## [Stated exercise]
Copy these lines word for word, starting at the very first one and ending at the line that contains "POLYGON ((94 64, 93".

## [Given entries]
※

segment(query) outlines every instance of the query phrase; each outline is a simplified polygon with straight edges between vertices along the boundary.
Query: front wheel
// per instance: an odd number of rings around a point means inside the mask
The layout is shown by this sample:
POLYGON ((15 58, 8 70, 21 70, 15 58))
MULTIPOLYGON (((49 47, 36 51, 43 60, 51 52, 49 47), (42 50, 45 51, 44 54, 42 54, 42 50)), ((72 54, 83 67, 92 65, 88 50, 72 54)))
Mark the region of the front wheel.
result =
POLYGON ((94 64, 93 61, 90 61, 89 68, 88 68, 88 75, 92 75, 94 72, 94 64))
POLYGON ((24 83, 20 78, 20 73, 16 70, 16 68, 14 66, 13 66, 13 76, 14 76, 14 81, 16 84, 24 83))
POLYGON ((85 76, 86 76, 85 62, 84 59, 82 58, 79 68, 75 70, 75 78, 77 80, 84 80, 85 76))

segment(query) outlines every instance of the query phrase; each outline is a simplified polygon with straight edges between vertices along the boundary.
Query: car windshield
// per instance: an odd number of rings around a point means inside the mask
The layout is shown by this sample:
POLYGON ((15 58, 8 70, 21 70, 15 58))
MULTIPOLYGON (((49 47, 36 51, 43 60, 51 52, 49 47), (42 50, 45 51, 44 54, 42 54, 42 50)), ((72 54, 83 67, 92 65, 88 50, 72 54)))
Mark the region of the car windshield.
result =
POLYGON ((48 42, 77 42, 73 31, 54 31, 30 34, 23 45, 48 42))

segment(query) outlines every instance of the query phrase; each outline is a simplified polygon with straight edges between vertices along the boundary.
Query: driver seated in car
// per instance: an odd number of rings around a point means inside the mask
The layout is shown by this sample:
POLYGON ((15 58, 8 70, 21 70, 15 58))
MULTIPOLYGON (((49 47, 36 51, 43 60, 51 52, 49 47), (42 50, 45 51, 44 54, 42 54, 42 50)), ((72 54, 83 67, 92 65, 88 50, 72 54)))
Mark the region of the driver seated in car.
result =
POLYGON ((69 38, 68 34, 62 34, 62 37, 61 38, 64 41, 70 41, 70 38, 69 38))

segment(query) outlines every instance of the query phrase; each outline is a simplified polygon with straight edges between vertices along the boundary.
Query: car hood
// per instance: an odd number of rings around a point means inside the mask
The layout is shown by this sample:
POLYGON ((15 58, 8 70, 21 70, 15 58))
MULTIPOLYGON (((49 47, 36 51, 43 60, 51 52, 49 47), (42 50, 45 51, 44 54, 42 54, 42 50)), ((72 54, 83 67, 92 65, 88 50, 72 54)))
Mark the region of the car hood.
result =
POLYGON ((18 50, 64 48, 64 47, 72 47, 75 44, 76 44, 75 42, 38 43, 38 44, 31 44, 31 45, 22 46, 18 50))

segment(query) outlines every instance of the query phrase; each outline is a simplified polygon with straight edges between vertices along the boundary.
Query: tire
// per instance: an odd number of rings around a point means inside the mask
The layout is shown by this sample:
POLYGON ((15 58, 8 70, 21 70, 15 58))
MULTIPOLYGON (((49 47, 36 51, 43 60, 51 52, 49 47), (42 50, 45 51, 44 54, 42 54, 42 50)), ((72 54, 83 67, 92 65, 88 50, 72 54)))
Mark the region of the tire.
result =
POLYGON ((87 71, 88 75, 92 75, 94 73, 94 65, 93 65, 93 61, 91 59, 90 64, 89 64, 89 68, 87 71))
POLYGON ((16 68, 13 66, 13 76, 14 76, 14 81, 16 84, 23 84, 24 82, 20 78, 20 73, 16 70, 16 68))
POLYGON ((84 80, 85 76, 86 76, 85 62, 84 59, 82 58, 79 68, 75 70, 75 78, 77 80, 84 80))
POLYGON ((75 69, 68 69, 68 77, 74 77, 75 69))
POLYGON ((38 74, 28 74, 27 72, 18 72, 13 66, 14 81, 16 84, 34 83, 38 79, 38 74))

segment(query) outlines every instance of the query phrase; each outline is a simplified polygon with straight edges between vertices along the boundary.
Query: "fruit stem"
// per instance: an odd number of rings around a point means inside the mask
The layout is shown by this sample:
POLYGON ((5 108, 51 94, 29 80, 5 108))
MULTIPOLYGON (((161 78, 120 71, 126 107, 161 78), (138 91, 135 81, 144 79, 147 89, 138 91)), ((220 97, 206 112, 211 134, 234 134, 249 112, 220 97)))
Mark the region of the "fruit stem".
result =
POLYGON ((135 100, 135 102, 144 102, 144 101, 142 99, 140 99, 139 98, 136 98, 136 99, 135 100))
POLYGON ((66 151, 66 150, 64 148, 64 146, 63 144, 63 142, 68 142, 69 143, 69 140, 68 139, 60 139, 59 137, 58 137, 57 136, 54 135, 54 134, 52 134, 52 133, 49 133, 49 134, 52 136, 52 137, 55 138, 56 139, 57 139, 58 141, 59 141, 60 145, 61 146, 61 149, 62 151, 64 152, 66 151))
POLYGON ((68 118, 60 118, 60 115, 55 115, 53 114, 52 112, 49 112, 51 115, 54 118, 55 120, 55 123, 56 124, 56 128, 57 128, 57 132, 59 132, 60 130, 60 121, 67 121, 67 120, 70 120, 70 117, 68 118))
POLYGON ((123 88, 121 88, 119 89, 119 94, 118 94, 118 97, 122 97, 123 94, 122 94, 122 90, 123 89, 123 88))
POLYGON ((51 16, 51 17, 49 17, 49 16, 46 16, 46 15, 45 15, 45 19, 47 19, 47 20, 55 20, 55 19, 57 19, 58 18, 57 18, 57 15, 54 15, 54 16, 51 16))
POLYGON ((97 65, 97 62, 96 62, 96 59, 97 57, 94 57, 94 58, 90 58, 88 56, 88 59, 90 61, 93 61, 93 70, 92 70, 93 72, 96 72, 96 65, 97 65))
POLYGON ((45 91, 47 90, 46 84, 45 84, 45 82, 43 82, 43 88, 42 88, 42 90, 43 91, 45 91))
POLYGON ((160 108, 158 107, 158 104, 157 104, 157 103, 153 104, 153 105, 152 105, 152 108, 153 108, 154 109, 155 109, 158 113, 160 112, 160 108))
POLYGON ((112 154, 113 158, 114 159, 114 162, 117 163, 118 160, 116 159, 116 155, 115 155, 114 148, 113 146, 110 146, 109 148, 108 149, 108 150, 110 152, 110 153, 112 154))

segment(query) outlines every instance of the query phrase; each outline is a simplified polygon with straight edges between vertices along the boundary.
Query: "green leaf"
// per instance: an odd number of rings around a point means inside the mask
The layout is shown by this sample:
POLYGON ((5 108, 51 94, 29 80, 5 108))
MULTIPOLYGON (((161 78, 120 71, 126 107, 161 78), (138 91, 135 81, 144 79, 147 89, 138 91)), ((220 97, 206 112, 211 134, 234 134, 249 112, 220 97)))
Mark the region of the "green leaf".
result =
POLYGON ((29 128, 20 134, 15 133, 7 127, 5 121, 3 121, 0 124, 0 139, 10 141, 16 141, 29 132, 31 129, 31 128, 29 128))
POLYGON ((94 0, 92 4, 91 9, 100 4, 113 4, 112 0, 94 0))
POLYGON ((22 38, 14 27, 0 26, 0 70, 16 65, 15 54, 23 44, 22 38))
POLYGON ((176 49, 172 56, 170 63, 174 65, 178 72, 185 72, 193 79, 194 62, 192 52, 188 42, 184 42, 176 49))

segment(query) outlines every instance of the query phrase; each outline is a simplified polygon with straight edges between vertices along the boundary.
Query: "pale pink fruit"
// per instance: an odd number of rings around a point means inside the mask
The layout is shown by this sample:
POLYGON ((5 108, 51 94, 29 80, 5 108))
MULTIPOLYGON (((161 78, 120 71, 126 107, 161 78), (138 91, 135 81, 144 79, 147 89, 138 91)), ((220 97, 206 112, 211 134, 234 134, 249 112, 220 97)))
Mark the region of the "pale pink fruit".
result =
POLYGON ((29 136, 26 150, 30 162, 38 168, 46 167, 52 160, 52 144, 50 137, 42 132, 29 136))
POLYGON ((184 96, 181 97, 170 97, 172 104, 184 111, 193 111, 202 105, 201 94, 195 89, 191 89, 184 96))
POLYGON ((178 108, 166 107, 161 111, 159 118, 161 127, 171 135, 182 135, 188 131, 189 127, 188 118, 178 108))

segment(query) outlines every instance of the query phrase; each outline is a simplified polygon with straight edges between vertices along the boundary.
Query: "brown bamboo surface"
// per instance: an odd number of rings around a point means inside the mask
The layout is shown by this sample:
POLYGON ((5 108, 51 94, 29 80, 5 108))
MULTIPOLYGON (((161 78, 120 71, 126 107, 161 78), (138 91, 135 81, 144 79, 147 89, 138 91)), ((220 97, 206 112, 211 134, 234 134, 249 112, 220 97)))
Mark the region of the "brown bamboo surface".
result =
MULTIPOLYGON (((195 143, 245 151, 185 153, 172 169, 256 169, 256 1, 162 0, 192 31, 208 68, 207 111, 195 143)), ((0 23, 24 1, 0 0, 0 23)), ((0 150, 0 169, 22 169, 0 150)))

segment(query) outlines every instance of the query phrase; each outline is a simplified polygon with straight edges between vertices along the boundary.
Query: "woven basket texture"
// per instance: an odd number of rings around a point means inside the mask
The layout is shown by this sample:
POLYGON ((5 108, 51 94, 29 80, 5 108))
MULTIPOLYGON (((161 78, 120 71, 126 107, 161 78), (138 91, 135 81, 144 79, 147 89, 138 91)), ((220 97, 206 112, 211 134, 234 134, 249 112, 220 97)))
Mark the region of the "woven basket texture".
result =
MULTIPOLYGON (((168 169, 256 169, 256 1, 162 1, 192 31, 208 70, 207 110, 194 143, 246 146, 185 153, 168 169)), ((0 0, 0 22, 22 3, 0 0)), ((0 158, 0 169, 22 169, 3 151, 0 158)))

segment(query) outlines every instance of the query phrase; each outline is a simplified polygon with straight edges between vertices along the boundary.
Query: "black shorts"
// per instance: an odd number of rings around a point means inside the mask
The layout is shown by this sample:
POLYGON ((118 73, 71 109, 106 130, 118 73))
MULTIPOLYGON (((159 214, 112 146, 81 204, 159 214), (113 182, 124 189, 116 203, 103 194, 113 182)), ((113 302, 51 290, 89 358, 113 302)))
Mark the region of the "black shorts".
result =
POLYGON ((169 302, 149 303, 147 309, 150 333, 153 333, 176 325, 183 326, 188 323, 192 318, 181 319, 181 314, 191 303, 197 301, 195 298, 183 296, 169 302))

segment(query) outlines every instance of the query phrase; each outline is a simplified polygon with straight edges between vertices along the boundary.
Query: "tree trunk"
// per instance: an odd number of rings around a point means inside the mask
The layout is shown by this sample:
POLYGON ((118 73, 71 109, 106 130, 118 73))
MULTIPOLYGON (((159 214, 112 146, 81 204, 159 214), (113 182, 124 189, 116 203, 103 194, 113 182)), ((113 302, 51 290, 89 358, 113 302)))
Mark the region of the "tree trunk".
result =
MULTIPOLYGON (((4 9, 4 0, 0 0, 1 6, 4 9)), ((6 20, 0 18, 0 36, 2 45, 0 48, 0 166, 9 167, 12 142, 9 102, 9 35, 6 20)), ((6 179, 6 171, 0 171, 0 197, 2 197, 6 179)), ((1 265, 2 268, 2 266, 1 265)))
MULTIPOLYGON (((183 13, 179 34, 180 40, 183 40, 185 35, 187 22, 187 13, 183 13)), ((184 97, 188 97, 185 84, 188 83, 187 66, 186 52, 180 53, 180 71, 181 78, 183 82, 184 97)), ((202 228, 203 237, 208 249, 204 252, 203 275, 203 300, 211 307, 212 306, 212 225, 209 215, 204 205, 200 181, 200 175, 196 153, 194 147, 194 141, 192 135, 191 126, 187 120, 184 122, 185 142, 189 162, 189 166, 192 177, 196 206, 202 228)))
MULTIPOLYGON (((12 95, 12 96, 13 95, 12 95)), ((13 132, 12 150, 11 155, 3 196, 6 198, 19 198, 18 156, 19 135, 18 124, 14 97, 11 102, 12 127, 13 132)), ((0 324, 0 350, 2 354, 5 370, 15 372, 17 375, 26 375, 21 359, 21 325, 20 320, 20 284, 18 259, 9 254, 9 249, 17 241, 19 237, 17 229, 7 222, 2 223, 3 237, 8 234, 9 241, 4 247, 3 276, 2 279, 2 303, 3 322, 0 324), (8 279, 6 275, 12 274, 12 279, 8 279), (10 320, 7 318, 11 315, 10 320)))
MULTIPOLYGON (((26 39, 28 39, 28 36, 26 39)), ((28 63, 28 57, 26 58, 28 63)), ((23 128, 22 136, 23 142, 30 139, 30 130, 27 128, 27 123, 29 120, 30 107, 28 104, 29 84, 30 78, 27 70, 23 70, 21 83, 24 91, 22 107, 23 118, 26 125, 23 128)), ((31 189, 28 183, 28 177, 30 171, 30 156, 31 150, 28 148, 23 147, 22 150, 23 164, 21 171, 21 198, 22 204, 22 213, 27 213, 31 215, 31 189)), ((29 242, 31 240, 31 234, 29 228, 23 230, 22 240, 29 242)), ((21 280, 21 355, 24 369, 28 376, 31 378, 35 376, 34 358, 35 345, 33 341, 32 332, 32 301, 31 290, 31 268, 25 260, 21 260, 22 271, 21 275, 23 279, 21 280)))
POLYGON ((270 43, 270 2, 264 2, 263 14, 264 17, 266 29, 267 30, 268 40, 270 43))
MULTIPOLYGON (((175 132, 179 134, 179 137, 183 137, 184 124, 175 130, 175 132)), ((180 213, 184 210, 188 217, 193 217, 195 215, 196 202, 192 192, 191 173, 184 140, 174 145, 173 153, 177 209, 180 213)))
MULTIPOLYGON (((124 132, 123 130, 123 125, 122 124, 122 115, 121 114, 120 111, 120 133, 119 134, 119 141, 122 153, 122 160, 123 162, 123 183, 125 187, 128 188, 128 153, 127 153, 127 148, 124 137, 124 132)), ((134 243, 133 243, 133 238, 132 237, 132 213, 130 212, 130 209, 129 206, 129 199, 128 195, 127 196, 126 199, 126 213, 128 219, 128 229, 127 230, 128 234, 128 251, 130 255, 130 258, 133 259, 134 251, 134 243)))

※

## [The completed task]
segment(query) outlines every instance of the query phrase; each outline is a simplified polygon with straight edges between vertices along the boundary.
Query: front wheel
// per instance: an odd number of rings around a point means inside the mask
The layout is shown by this sample:
POLYGON ((15 58, 8 70, 21 70, 15 58))
MULTIPOLYGON (((49 47, 36 51, 43 60, 51 52, 49 47), (42 50, 45 51, 44 54, 42 54, 42 50)), ((72 54, 83 67, 92 65, 88 50, 72 54)))
Mark the region of the front wheel.
result =
POLYGON ((94 64, 93 61, 90 61, 89 68, 88 68, 88 75, 92 75, 94 72, 94 64))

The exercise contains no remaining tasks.